- _Task objective_
Extend the passage below on Israel's retaliation and the cycle of escalation, picking up right after its last sentence.

The glass is half full then; using the threat of disproportionate violence as a deterrant against future action is a natural human response . . . until it becomes a cycle of escalation. That's essentially how feuds escalate into war. I agree that no tool should be tossed from the arsenal, and aggression is the end of the diplomatic road when all else has failed at protecting one's sovereign interests. I just wonder, sincerely, if in the fullness of knowledge perhaps some steps were missed here that could have averted some bloodshed and still had the effect of having the soldier returned alive.

As one is walking down the street and a stranger suddenly slaps you silly, you have to wonder what their intention was in doing such a thing. Similarly, you see intentional provocation here all the time designed to get emotion to override reason; I'm certainly no blushing virgin in this regard myself. At what point is Israel being manipulated into a dependable reaction? It would seem quite regularly. Certainly at the end of the day, neither Hezbollah nor Hamas is really paying the full price for their actions - it's everyone around them on the street who is paying, and neither Israel nor its detractors seem to care much who gets in the way.

- _Dataset records_

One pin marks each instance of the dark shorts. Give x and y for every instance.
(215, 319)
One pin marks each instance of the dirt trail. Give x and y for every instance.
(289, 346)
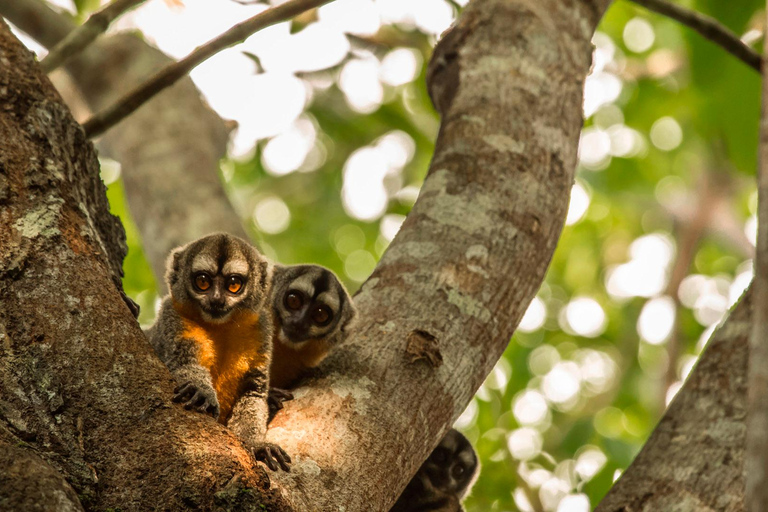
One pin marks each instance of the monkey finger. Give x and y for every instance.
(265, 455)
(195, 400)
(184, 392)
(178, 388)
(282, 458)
---
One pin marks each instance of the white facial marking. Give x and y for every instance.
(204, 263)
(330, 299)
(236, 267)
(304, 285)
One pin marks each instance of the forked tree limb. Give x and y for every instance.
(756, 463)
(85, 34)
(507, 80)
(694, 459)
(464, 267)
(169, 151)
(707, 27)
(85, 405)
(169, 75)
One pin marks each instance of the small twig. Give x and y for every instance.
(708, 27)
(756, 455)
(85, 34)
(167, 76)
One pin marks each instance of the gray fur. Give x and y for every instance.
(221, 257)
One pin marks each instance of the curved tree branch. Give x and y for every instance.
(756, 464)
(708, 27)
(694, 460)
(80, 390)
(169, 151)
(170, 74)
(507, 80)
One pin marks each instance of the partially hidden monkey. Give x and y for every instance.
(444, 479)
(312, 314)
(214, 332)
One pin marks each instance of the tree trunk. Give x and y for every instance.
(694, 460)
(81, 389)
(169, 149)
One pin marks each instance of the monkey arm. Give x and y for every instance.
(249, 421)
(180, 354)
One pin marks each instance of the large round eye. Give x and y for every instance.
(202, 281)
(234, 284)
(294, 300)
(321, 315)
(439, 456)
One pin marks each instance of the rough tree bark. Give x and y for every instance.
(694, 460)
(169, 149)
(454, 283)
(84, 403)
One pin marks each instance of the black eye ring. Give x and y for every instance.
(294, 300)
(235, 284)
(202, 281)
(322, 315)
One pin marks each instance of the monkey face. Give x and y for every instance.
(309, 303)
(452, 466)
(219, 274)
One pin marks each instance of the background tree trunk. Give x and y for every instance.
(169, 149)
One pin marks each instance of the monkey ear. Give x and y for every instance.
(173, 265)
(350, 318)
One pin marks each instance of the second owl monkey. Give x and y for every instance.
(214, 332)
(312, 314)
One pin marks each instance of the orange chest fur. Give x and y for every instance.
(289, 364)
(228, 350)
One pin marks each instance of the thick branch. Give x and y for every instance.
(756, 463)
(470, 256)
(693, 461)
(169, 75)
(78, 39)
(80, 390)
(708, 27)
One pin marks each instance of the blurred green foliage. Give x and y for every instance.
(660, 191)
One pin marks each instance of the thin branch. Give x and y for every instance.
* * *
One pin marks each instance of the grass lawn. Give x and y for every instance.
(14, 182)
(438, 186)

- _Output for this exercise_
What is the plan for inevitable future kidnappings? How will they ever break this cycle? There is nothing that Israel has ever done in terms of retaliation that has ever stopped an extremist group from extreme violence. For extremists, no sacrifice is too great. For a suicide bomber on a mission of perceived glory or vengeance, certainly the death of innocents of any cultural extraction is beneath notice, and for Israel operating as a sovereign entity, extreme retaliation inevitably results in the deaths of civilians and the uninvolved, and is likely indistinguishable to those who survive and who live with resentment and even the desire for vengeance themselves.

We can't fix it for them. In my world at least, I have to draw the line on giving unqualified support to Israel OR to any extremist, however put upon, who look to violence and tit for tat as the best world in which to raise their children.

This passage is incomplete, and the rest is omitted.